Text

You Want It, You Got It is the second studio album by Canadian singer-songwriter Bryan Adams, released on 21 July 1981 by A&M Records.

Background and recording

This was the album that established the sound that Adams has retained throughout his recording career. Unlike Adams' debut album where he and Jim Vallance played most of the instruments themselves, You Want It You Got It was recorded live in the studio. The album was recorded at Le Studio in Morin-Heights, Quebec over a two-week period during the spring of 1981 and was mixed at The Power Station in New York City. The album was originally to be titled Bryan Adams Hasn't Heard Of You Either (due to critics' indifference to his first album and singles) but Adams' sense of humour didn't make it past the gatekeepers at the record company, who opted for the safer title.

Release and reception
The first single "Lonely Nights" became a hit in upstate New York long before it broke anywhere else. This was partially due to a couple of late night DJs working in Rochester, Albany and Syracuse. Record World said of "Lonely Nights" that Adams' "raspy tenor stretches with convincing emotion on the chorus flights and his hellbent guitar solo will attract the attention of AOR rockers."

Within a few months the album had been picked up across the United States and Adams was soon on tour doing clubs and noon hour concerts for radio stations, as well as support to such acts as The Kinks and Foreigner. The song eventually peaked at number 3 on the Billboard's Mainstream Rock Tracks chart, Adams' largest hit on that chart until "Run to You" in 1985, while peaking at number 84 on the Billboard Hot 100. Two further singles 'Coming Home' and 'Fits Ya Good' met with positive reviews by critics, the latter becoming Adams' first Top 40 hit in Canada, peaking at number 30, and at number 15 on the Billboard Mainstream Rock Tracks chart.

Given data

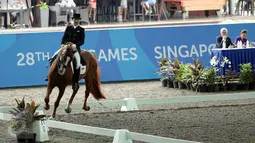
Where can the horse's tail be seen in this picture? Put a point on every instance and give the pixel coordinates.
(93, 79)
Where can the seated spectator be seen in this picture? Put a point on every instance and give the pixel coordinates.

Given problem
From the text on the album You Want It, You Got It, transcribe the part that opens with the words containing "You Want It, You" and closes with "the safer title.".

Completed task
You Want It, You Got It is the second studio album by Canadian singer-songwriter Bryan Adams, released on 21 July 1981 by A&M Records.

Background and recording

This was the album that established the sound that Adams has retained throughout his recording career. Unlike Adams' debut album where he and Jim Vallance played most of the instruments themselves, You Want It You Got It was recorded live in the studio. The album was recorded at Le Studio in Morin-Heights, Quebec over a two-week period during the spring of 1981 and was mixed at The Power Station in New York City. The album was originally to be titled Bryan Adams Hasn't Heard Of You Either (due to critics' indifference to his first album and singles) but Adams' sense of humour didn't make it past the gatekeepers at the record company, who opted for the safer title.